> [任务目标 A]
把 Hive SQL 笔记里的这句话译成英文：“因为下划线在like中代表任意单个字符,如果需要匹配下划线字符,需要对下划线进行转义。”
> [任务目标 B]
从 Hive SQL 笔记中一字不差地摘出一段文字：自“-- 简单来说就是可以用常规的等号(=),也可以不添加判等符号”起，至“4. Hive中如何向array/map等复杂类型字段中添加空值?”止，首尾两处都包括在内。
━━ 原文材料 ━━
=Start=
缘由:
简单整理一下近期在进行 Hive SQL 查询时碰到的一些问题和经验,方便后面有需要的时候参考。
正文:
参考解答:
1. Hive SQL 如何对英文分号(;)做split切分?
> select split(f1,'\073')[0] from tab_name;
-- 使用 '\073' 来代替 ';' 这种写法就OK,否则会报语法错误。
-- 验证代码片段
with t1 as (
SELECT
'1\0733' as v1
,'1 3' as v2
,'123' as v3
)
SELECT
v1,split(v1,'\073') as result1
,v2,split(v2,'\073| ') as result2
,v3,split(v3,'\073| ') as result3
FROM
t1
,split(lower(mac_address),'\073| ') as mac_addr_array --对mac地址字符串使用空格和分号作为分隔符进行切分
,array_contains(mac_addr_array,user_mac) as it_asset -- 判断特定的mac地址是否在mac地址数组中
2. Hive SQL的like如何匹配下划线?
SQL中如何使用like匹配下划线的内容?因为下划线在like中代表任意单个字符,如果需要匹配下划线字符,需要对下划线进行转义。
WHERE mycolumn LIKE '%\_%' ESCAPE '\'
WHERE mycolumn LIKE '%\_%'
WHERE mycolumn LIKE '%#_%' ESCAPE '#'
方法一:
使用 escape 对下划线进行转义(默认是反划线)
方法二:
使用 instr/locate/rlike 等函数进行判断,不使用 like 来判断
-- 验证代码片段
with t1 as (
SELECT
'1_3' as underscore_var
,'123' as no_underscore_var
)
SELECT
underscore_var, if(underscore_var like '%\_%',1,0) as has1
,no_underscore_var, if(no_underscore_var like '%\_%',1,0) as has2
,if(no_underscore_var like '%_%',1,0) as wrong_judge_method
FROM
t1
3. Hive中 布尔类型(boolean) 的变量如何做比较?
-- 简单来说就是可以用常规的等号(=),也可以不添加判等符号
Correct syntax is:
where boolean_col = True
where boolean_col
where NOT boolean_col
To check for NULL use:
where boolean_col is NULL
4. Hive中如何向array/map等复杂类型字段中添加空值?
-- 暂未实际测试
Prepare:
CREATE TABLE IF NOT EXISTS tmp.test_table (
col1 STRING,
col2 MAP<STRING, STRING>,
col3 ARRAY<BIGINT>
)
PARTITIONED BY ( ds STRING )
;
Step1: Add brickhouse jar and create temporary functions to cast array and map.
> ADD JAR s3a://airbnb-datainfra-dependencies-internal-only/teams/datainfra/projects/hive_aux_jars/brickhouse-0.7.1.jar;
> CREATE TEMPORARY FUNCTION CAST_ARRAY AS 'brickhouse.udf.collect.CastArrayUDF';
> CREATE TEMPORARY FUNCTION CAST_MAP AS 'brickhouse.udf.collect.CastMapUDF';
Step 2: Insert the data:
> INSERT OVERWRITE TABLE tmp.test_table PARTITION(ds='2020–01–01')
━━━
━━ 数据摘录 ━━
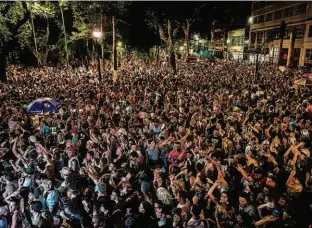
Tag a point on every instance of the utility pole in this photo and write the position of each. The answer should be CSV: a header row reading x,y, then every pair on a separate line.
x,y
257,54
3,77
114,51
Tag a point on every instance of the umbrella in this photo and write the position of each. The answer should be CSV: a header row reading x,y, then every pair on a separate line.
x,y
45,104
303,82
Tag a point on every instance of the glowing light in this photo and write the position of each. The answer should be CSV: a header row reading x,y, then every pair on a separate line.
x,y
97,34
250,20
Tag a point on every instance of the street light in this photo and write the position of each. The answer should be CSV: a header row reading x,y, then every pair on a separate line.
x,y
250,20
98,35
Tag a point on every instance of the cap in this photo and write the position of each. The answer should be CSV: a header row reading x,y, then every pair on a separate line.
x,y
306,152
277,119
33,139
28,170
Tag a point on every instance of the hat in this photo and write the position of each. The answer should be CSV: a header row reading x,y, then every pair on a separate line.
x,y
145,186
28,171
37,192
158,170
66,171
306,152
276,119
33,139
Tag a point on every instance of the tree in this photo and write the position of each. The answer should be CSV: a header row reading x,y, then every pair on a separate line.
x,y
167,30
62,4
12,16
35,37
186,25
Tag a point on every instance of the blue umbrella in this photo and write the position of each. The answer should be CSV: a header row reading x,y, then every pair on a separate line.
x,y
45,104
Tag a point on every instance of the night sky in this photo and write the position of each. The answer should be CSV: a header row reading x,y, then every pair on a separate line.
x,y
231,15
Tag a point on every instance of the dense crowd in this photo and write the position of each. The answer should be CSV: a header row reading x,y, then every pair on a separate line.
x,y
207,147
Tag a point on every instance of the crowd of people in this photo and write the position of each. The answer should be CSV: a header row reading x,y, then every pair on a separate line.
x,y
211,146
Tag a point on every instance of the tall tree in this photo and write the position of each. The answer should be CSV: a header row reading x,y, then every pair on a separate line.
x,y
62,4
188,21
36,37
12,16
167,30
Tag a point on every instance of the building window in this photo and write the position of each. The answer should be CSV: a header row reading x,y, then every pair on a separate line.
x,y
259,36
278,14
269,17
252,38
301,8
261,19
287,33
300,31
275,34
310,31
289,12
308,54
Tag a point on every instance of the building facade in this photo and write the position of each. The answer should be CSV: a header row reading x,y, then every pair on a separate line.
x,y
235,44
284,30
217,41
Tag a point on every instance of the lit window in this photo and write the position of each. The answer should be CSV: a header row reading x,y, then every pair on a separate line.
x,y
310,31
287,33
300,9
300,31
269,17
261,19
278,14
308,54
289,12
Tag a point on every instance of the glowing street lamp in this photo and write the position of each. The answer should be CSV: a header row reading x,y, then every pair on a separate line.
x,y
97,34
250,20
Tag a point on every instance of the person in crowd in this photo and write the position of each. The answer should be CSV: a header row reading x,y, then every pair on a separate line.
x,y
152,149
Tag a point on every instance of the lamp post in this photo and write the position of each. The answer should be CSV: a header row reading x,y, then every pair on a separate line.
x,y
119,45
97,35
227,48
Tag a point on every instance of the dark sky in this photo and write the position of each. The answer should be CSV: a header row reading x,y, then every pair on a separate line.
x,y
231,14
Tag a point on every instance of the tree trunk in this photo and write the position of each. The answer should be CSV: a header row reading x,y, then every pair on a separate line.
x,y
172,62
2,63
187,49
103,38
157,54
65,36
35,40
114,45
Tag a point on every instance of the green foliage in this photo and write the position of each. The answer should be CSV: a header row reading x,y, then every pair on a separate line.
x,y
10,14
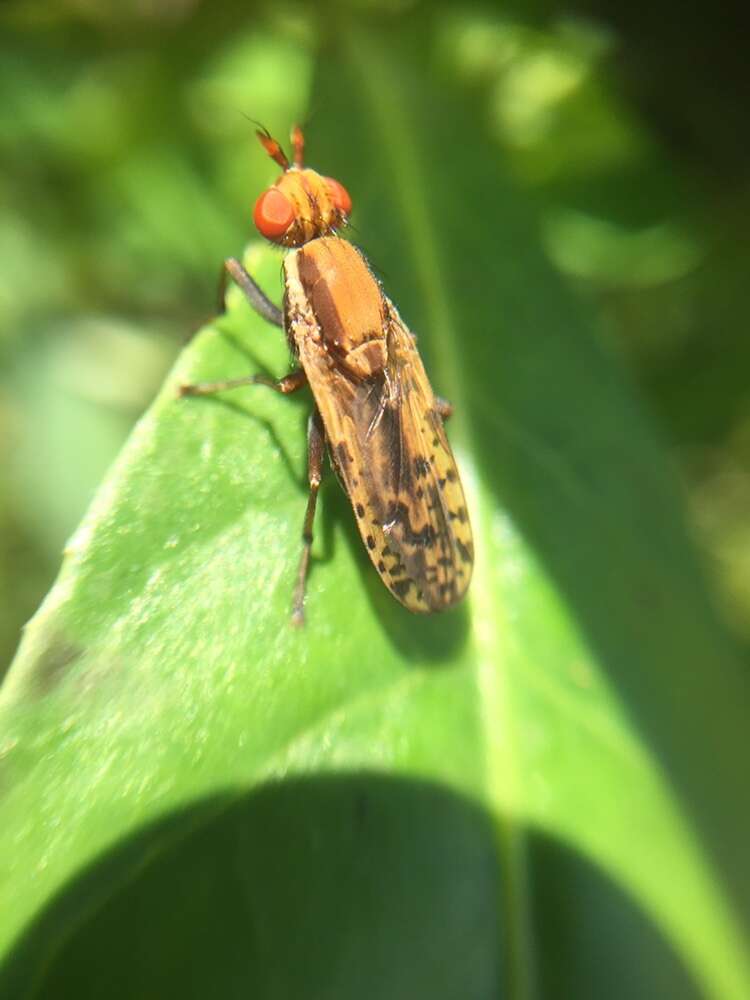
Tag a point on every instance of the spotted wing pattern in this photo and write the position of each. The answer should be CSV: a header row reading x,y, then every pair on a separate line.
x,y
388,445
━━━
━━ 数据摘录 ━━
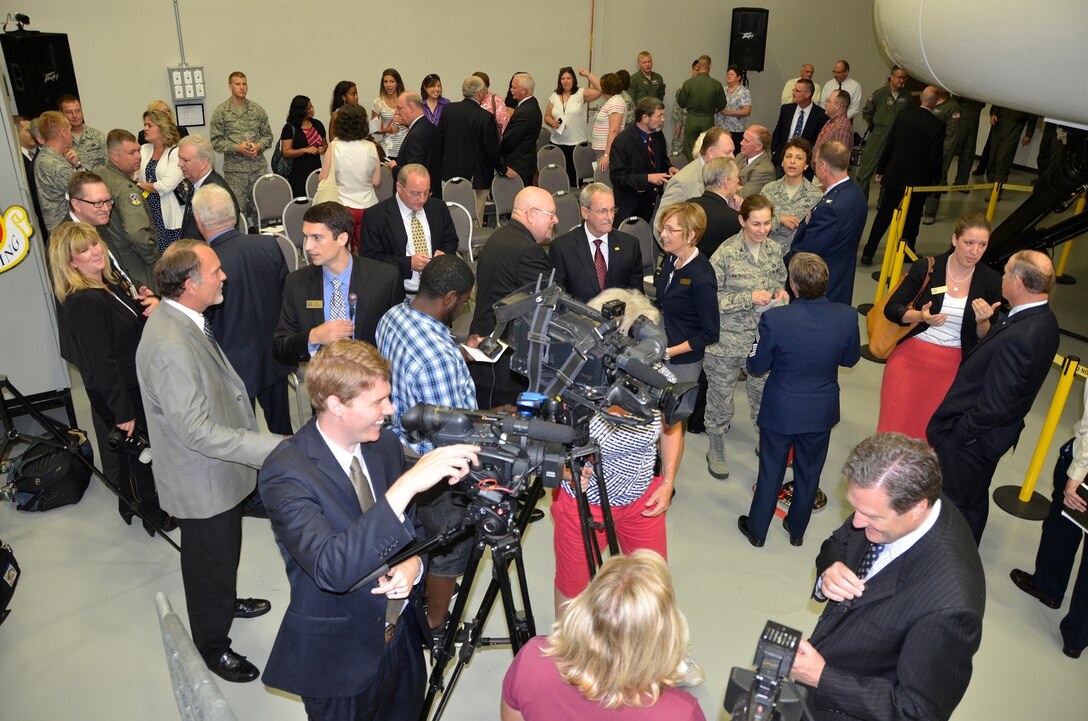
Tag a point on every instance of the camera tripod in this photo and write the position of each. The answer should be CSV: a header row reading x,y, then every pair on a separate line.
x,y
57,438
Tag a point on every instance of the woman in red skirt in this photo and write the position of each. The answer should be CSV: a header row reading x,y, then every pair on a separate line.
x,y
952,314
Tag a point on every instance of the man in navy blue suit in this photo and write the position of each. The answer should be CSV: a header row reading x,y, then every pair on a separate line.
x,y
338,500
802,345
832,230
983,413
━━━
> [练习答案 A]
Because the underscore stands for any single character in LIKE, you need to escape the underscore if you want to match the underscore character.

> [练习答案 B]
-- 简单来说就是可以用常规的等号(=),也可以不添加判等符号
Correct syntax is:
where boolean_col = True
where boolean_col
where NOT boolean_col
To check for NULL use:
where boolean_col is NULL
4. Hive中如何向array/map等复杂类型字段中添加空值?